> Условие задачи: Можете переписать отрывок из дневниковых записей, начав с места, где стоят слова «И тут же сообщил», и закончив после слов «человечеством. <...>26 июня.», с заменой «Суббота» на «Воскресенье»?

> Текст страницы:
= = =

11.Мои «Современники» до сих пор не вышли. <...>
Вечером ко мне пришел Марьямов и сказал, что Твардовский взял мою статейку о Маршаке — в понедельник будет результат.
И тут же сообщил новость: к нам приезжает Кеннеди с Робертом Фростом, а в Америку летит Хрущев с Твардовским. Каждый — со своим поэтом.
16-е июня.
Суббота. <...> Откуда-то появилась у меня на столе ужасная книга: Иванов-Разумник «Тюрьмы и ссылки» — страшный обвинительный акт против Сталина, Ежова и их подручных: поход против интеллигенции. Вся эта мразь хотела искоренить интеллигенцию, ненавидела всех самостоятельно думающих, не понимая, что интеллигенция сильнее их всех, ибо если из миллиона ими замученных из их лап ускользнет один, этот один проклянет их навеки веков, и его приговор будет признан всем человечеством. <...>26 июня.
<...> Вчера на прогулке зашел с Кларой в хибарку, где обитает Женя Пастернак со своими детьми. Пети не было, его братишка лежал во дворе в колясочке, прикрытой кисеей. Из окна «большого дома» выглянула Зинаида Николаевна — «заходите, у меня есть с вами интимный разговор».Она загорела. «Вожусь в огороде. Но сегодня была моя докторша; вам нельзя на солнце, после инфаркта». Сейчас у нее радикулит, она больше лежит.

= = =

> Состав набора данных:

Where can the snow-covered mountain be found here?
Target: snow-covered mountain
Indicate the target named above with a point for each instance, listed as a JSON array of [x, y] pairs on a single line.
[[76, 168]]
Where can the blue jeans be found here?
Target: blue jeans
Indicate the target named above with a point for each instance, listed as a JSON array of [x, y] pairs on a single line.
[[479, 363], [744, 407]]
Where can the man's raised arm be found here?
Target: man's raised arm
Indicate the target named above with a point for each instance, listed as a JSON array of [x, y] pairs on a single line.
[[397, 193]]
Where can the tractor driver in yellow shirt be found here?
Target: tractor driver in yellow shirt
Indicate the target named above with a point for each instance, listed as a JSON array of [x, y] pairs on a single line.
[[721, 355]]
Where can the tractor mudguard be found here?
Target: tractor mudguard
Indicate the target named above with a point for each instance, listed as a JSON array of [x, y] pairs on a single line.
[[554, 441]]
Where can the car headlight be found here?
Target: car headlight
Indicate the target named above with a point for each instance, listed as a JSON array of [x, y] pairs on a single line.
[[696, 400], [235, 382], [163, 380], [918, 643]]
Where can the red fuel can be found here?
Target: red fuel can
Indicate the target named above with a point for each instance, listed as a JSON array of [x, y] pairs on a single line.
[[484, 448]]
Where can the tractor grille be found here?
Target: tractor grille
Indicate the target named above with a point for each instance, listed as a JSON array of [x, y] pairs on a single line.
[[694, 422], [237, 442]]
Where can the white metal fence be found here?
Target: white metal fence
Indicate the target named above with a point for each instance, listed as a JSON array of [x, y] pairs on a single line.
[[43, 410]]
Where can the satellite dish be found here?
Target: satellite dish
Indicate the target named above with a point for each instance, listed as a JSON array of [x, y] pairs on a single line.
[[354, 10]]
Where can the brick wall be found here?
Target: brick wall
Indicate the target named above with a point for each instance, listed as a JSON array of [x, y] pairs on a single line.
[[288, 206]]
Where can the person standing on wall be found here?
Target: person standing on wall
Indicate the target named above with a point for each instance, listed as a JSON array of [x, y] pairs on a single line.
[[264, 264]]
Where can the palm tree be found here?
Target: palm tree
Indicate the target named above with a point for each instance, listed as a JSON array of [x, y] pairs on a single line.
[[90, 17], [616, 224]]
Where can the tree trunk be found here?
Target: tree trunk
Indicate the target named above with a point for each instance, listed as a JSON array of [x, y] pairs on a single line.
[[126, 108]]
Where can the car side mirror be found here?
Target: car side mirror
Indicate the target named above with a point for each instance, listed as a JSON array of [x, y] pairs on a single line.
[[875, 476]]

= = =

> Решение задачи:
И тут же сообщил новость: к нам приезжает Кеннеди с Робертом Фростом, а в Америку летит Хрущев с Твардовским. Каждый — со своим поэтом.
16-е июня.
Воскресенье. <...> Откуда-то появилась у меня на столе ужасная книга: Иванов-Разумник «Тюрьмы и ссылки» — страшный обвинительный акт против Сталина, Ежова и их подручных: поход против интеллигенции. Вся эта мразь хотела искоренить интеллигенцию, ненавидела всех самостоятельно думающих, не понимая, что интеллигенция сильнее их всех, ибо если из миллиона ими замученных из их лап ускользнет один, этот один проклянет их навеки веков, и его приговор будет признан всем человечеством. <...>26 июня.